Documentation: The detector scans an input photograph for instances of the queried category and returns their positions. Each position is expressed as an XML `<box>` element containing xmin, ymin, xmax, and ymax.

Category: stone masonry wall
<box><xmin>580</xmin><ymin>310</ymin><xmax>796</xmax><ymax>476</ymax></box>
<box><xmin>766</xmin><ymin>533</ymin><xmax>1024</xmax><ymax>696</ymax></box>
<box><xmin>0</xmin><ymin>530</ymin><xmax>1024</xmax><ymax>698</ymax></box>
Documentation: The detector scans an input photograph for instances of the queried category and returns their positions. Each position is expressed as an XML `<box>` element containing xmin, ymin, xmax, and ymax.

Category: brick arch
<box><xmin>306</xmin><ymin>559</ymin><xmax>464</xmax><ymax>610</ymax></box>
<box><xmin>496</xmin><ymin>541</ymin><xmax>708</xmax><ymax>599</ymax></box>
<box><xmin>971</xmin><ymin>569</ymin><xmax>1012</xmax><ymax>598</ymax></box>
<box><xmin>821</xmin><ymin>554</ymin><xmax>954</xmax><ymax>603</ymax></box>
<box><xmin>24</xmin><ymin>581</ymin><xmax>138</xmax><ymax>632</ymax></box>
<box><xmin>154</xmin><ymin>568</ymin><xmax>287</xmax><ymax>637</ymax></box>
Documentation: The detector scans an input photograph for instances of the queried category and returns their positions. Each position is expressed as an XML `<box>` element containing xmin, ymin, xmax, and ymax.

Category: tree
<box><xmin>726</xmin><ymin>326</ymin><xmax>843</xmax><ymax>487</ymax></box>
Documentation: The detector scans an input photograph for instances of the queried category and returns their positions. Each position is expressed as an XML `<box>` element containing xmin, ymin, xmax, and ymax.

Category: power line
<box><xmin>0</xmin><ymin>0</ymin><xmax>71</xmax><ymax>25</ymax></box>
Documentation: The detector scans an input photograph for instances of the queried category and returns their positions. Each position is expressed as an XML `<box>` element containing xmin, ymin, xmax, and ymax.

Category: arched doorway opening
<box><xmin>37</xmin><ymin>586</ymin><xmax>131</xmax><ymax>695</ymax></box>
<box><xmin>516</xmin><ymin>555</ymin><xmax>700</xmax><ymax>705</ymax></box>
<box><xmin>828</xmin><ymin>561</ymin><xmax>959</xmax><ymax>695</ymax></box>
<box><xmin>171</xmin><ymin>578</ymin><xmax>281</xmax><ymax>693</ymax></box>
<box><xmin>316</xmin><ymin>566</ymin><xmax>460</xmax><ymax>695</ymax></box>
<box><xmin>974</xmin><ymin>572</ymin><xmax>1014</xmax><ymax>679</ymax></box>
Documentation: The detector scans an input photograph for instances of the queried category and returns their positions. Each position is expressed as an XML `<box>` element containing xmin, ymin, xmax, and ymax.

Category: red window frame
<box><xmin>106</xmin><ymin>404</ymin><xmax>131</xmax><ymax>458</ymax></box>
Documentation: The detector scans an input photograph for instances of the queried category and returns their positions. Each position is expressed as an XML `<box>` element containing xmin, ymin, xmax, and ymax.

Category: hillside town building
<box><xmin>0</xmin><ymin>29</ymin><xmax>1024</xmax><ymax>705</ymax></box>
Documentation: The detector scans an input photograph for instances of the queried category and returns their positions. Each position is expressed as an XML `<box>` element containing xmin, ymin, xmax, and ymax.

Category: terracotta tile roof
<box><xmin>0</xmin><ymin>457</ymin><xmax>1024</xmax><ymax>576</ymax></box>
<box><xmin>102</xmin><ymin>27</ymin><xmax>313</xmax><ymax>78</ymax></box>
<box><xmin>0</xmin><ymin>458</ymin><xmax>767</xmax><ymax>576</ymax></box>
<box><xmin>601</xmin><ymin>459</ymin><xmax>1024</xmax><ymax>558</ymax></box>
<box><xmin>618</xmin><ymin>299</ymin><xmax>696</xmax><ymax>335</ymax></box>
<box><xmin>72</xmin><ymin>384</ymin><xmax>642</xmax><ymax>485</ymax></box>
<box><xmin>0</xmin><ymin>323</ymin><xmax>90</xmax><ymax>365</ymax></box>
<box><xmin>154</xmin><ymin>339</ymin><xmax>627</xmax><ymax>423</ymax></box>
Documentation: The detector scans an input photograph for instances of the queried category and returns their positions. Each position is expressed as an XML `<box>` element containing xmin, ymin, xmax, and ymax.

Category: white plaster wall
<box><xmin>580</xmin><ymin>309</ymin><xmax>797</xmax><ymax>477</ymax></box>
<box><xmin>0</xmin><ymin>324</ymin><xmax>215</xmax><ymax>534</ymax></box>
------------------------------
Exercise brief: Count the lines in the items above that contain the string "wall", matching case exactly, and give only the number.

Result of this exercise: 2